Lazy Load with EJB

类别:Java 点击:0 评论:0 推荐:
Lazy Load

An object that doesn't contain all of the data you need, but knows how to get it.

class Supplier... public List getProducts() { if (products == null) products = Product.findForSupplier(getID()); return products; }

As you load data from a database into memory it's handy to design things so that as you load an object of interest, you also load the objects that are related to that object. This makes loading easier on the developer using the object, who otherwise has to explicitly load all the objects they need themselves.

However if you take this to its logical conclusion, you reach the point where loading one object can have the effect of loading a huge amount of other related objects into the system, something that hurts performance when only a few of the objects are actually needed.

A Lazy Load interrupts this loading process for the moment, leaving a marker in the object structure so that if the data is needed it can be loaded only then. As many people know, if you're lazy about doing things you'll win when it turns out you don't need to do them at all.

How it Works

There are four main ways you can implement Lazy Load: lazy initialization, virtual proxy, value holder, and ghost.

Lazy initialization[Beck-patterns] is the simplest one to do. The basic idea is that every access to the field checks first to see if it's null. If it's null it calculates the value of the field before returning the field. To make this work you have to ensure that the field is self-encapsulated; meaning that all access to the field, even from within the class, is done through a getting method.

Using a null to signal a field that hasn't been loaded yet works well, unless null is a legal value for the field. In this case you either need something else to signal the field hasn't been loaded, or to use a Special Case for the null value.

Extracted entries
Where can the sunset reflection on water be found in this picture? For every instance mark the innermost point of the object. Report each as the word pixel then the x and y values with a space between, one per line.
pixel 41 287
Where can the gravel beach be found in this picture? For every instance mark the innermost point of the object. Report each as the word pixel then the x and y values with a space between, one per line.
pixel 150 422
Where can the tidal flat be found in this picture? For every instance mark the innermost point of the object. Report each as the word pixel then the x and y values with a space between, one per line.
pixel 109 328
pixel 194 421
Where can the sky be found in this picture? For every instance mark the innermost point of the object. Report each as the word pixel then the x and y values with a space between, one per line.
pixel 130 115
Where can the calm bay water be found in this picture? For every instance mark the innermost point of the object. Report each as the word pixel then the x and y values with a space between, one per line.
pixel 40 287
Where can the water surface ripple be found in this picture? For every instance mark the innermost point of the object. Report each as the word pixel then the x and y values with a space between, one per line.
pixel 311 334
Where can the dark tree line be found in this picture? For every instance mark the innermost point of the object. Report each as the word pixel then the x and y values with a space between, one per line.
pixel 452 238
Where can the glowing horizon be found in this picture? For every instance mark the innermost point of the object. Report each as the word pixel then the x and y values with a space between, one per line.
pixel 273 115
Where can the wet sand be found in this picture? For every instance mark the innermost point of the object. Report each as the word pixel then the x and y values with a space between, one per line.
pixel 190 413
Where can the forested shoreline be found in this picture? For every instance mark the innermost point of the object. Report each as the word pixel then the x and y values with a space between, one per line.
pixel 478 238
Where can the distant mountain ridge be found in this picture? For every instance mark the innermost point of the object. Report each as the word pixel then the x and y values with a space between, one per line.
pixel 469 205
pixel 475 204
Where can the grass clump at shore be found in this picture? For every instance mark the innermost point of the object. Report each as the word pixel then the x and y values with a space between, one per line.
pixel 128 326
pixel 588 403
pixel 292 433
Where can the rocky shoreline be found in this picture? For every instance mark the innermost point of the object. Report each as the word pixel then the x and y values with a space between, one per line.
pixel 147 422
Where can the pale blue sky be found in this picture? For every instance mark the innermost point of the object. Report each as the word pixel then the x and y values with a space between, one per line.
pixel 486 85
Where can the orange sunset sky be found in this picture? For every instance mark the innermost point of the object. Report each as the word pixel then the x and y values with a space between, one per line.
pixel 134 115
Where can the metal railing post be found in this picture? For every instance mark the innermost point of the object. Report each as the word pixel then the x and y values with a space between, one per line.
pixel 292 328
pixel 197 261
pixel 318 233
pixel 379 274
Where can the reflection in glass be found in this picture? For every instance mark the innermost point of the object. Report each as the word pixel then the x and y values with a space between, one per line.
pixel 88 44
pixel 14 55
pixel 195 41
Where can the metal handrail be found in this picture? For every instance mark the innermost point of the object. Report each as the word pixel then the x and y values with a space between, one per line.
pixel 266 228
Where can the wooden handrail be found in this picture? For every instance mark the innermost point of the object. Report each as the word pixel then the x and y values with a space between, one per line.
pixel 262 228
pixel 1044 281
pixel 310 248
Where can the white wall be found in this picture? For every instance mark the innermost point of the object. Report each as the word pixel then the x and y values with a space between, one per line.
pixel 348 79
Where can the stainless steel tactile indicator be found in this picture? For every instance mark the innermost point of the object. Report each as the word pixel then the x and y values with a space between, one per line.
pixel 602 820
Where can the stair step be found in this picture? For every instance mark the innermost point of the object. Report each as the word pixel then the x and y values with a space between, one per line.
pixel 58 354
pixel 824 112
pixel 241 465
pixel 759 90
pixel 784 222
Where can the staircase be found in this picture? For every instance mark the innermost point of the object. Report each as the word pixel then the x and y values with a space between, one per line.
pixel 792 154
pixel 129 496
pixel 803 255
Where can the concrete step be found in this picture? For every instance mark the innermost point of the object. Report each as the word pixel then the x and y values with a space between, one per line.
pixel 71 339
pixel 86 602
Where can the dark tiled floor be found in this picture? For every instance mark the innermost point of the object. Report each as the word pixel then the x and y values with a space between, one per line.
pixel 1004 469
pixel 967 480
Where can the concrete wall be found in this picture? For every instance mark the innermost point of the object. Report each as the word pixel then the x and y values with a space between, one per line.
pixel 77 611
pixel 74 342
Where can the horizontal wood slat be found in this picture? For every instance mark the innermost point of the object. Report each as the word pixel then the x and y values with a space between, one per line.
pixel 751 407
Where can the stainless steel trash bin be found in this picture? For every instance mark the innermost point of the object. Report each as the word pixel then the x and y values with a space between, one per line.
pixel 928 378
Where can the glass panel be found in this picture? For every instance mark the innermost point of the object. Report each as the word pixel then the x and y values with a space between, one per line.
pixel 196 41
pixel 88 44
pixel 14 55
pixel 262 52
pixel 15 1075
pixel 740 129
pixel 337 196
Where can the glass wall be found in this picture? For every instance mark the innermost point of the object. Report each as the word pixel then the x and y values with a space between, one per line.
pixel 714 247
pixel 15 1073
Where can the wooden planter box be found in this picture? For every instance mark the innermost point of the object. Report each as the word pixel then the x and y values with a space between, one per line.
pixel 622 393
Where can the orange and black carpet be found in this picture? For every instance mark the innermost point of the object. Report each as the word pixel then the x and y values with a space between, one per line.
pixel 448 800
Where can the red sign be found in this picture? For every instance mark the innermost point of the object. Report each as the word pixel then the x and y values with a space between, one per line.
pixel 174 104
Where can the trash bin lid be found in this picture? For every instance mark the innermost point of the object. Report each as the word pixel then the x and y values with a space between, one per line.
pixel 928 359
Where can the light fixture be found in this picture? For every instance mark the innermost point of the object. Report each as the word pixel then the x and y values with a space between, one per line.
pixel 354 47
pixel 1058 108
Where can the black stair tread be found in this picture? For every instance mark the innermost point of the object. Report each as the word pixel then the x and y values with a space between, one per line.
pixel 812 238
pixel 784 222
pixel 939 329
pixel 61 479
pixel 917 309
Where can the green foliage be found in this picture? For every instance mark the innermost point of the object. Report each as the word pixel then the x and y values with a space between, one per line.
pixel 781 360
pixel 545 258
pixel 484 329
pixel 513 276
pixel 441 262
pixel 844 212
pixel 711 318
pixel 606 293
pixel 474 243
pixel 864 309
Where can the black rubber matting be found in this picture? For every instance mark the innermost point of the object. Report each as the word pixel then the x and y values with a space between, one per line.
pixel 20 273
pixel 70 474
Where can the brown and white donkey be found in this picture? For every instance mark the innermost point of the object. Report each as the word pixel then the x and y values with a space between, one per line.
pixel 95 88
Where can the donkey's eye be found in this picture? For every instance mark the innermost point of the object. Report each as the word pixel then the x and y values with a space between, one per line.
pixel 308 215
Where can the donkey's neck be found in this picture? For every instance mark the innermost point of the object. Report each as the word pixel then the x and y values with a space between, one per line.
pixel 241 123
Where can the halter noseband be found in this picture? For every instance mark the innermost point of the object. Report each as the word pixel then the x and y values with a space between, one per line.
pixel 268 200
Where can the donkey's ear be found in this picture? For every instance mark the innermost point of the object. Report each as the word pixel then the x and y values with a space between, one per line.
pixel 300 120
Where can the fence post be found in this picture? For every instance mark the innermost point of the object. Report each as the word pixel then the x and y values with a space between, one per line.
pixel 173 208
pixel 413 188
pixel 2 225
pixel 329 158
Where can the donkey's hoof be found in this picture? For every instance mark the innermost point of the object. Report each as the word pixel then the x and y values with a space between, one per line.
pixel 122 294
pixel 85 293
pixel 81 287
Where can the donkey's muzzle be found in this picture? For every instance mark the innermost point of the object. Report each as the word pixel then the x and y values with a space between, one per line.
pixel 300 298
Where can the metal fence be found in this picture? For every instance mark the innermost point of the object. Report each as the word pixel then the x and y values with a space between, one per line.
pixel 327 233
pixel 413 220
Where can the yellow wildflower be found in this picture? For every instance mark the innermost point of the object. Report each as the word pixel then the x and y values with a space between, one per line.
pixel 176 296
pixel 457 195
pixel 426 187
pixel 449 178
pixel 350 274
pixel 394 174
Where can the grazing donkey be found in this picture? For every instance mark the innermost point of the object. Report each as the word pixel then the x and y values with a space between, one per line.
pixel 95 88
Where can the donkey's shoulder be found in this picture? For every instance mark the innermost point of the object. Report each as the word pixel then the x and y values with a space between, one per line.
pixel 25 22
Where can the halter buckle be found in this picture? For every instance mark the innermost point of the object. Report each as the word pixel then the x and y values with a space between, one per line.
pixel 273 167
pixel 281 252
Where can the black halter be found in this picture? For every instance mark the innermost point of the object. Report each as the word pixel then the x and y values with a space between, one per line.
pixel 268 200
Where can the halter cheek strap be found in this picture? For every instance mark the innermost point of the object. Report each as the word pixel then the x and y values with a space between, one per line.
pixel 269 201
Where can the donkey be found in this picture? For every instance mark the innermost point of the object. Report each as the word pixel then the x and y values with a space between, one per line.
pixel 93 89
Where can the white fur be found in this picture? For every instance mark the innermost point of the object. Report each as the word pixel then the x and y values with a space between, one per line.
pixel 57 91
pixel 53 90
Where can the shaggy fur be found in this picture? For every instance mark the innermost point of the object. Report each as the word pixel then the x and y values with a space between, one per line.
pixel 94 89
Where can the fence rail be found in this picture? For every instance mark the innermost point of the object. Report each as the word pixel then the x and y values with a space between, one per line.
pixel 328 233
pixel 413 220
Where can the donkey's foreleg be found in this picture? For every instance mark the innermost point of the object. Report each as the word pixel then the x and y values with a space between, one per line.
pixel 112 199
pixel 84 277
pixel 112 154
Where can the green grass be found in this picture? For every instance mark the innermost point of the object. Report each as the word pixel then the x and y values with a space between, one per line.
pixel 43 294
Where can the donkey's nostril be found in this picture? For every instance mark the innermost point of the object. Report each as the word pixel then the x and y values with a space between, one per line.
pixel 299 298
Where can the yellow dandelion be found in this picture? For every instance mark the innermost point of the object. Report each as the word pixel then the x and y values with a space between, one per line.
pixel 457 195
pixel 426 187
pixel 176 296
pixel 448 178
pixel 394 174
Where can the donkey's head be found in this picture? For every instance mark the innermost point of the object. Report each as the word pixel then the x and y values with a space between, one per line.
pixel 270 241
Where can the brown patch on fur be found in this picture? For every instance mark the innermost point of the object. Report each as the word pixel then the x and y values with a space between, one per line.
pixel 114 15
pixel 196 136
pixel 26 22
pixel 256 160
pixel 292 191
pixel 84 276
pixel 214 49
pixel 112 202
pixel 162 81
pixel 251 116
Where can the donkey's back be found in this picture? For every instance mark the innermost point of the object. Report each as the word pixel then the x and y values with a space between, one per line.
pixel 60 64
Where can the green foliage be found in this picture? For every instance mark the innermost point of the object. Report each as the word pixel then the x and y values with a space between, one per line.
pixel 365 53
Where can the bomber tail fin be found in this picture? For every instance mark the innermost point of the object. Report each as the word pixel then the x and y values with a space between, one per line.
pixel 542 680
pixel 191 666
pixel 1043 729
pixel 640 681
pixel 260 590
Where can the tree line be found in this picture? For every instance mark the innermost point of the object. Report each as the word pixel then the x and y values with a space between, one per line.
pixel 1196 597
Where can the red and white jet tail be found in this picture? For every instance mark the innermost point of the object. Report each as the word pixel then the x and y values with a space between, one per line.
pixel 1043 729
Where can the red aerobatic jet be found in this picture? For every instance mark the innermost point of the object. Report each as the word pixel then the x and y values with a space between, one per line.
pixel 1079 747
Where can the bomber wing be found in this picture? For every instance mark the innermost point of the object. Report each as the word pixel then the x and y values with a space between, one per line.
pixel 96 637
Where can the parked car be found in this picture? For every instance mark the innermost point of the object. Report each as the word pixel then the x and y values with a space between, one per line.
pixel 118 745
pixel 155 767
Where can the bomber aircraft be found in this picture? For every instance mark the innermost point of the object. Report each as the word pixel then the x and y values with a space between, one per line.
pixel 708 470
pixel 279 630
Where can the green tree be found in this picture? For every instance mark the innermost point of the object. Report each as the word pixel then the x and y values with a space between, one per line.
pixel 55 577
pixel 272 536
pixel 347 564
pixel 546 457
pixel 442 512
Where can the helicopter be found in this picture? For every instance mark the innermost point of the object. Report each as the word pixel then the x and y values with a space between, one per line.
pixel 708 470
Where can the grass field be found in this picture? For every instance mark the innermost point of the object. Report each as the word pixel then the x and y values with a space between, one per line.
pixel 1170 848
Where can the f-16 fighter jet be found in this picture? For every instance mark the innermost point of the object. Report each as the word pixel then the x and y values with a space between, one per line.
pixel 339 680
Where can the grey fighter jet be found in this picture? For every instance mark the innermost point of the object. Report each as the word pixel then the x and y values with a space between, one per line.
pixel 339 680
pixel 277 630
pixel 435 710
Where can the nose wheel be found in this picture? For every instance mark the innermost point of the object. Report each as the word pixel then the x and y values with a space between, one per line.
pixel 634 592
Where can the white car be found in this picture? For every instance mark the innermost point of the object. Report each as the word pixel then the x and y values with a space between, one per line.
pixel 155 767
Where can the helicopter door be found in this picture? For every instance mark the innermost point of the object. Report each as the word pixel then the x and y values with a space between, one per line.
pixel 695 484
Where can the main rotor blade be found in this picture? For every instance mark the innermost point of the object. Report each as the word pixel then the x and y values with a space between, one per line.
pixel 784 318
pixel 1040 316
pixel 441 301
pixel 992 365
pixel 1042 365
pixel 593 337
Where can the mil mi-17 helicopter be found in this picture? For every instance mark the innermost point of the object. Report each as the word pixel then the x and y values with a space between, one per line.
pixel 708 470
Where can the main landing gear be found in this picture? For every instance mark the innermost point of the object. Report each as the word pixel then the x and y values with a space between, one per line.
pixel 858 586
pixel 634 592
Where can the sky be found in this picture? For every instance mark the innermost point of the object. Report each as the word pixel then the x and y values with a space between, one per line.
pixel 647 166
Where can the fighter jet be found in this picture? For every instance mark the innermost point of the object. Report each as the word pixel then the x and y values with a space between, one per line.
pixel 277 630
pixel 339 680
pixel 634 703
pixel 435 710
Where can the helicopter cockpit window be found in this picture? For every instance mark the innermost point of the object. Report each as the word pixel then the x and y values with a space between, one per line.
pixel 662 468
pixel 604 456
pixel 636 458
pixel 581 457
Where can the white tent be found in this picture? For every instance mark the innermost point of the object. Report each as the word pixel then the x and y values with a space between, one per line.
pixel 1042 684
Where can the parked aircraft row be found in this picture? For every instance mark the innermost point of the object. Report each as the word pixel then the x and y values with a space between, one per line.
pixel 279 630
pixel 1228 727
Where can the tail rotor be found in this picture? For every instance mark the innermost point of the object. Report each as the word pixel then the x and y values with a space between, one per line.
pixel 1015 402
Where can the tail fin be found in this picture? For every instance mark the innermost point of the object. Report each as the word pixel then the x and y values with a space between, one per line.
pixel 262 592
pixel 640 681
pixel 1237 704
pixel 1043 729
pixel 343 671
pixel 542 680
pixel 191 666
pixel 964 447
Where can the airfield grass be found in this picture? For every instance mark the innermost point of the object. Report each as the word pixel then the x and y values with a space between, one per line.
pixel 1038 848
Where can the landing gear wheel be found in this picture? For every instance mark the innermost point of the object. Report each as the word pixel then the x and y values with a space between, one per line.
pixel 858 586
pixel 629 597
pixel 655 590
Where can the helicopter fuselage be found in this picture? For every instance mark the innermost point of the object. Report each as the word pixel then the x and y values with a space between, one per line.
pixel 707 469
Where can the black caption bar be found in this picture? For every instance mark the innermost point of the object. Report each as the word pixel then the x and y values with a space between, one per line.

Work to complete
[A] Set down the Lazy Load excerpt from "Lazy initialization[Beck-patterns] is" to "the null value.", word for word.
[B] Answer these from the Lazy Load excerpt:
(i) How many main ways of implementing Lazy Load does it list?
(ii) Which of those ways does it call the simplest?
(iii) What does a Lazy Load leave in the object structure when it interrupts loading?
Work only from the Lazy Load excerpt.

Answers per task
[A]
Lazy initialization[Beck-patterns] is the simplest one to do. The basic idea is that every access to the field checks first to see if it's null. If it's null it calculates the value of the field before returning the field. To make this work you have to ensure that the field is self-encapsulated; meaning that all access to the field, even from within the class, is done through a getting method.

Using a null to signal a field that hasn't been loaded yet works well, unless null is a legal value for the field. In this case you either need something else to signal the field hasn't been loaded, or to use a Special Case for the null value.

[B]
(i) Four
(ii) Lazy initialization
(iii) A marker, so the data can be loaded only if it is needed